» **Extract to read**:
■ ■ ■ ■ ■
Miscellaneous Word Document — March 28th, 2023



4:00 AM  — Taeko Onuki


            I wake up before dawn,
            the darkness hides its breath.

            I chase after the stillness.
            The words can’t be found.


            Whenever I think back,
            An answer can't be found.



In the black fog past midnight, all is diminished but the rain and the meandering of a lone car.  There is something western about driving to fill the empty trail of the road, not that I would personally know.  Nightly, solo.  Paris, Texas.  My father would drive my sister and I from our townhouse in Vancouver down the I-5 to Los Angeles, only breaking for a single night in a barebones motel frozen in the ‘70s which was the only accommodation that made the cut for my father’s budget, a vicinity that now might be nostalgia-poverty-adventure porn for a young type.  Northern California mountains.  Slaughterhouse.  Desertscapes drifting into an immeasurable expanse.  Driving is an inherent joy even after losing his right leg to a car accident.  He frequently drives down from the Okanagan to the lower mainland since he needs a car to get around the city but also because the route is sheer wonder; Manning Park to Princeton must be the only route worth taking.  He has a ’74 Chevrolet Nova he bought well over fifteen years ago to restore.  It has been on the backburner between all his home renovations, moving, taking care of my sister and I, but it still waits patiently.
■ ■ ■ ■ ■
» **Data provided**:
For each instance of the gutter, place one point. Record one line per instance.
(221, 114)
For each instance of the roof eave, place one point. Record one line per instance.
■ ■ ■ ■ ■
» **What is being asked**: Write what follows in the March 28th, 2023 Word document about night driving and the father's cross-country trips, picking up after its final sentence. The listing plays no part in what comes next.

» **Task output**:
The night predicating sleep and post couldn’t be further apart.  Waking before one o’clock might be interrupted sleep but I had started at three which is the perfect hour to rise.  Before three, the day has yet to come to an end, not here in my mind nor out there.  Now the day waits to begin, here and there. We’re suspended in between.  Innocence blankets a dreaming city or rather, vulnerability exposes its gentle nature.  The discord of the day is distant and reconcilable from here.  I can see the harmony in the aftermath of yesterday and sift through the things that are content the way they are.  There, too, I find the disrupted matters, resting in interlude.


At four o’clock, I rise.  I bleach salt and pepper eyebrows a couple days too late and wash last night’s dishes.  I savour the crunch of buttered toast and coffee while finishing Drive My Car.  I’m neither here nor there.  I’m in a car driving off somewhere on this damp night, probably listening to a Fleetwood Mac CD.  CDs.  To be young feeling old is contradictory when no one’s knowledge of anything comes close to ‘enough’.  That may well be my youth speaking, presuming that I’ll forever be overwhelmed by what is unknown about the universe.  Yet while I’m reminiscing floppy disks and CDs, I notice there has been an immense succession of change in my minute existence thus far.  Nanotechnology, 9/11, a recession, the first Black president of the United States, the 2010 Winter Olympics, the pandemic, an upheaval of Roe vs. Wade, the marked change of the alarming heroin chic ‘00s diet to the big bodacious bodies of the ‘10s.  I suppose some of these changes could induce a premature defeatism, giving way to a decided determination, all stubborn, old.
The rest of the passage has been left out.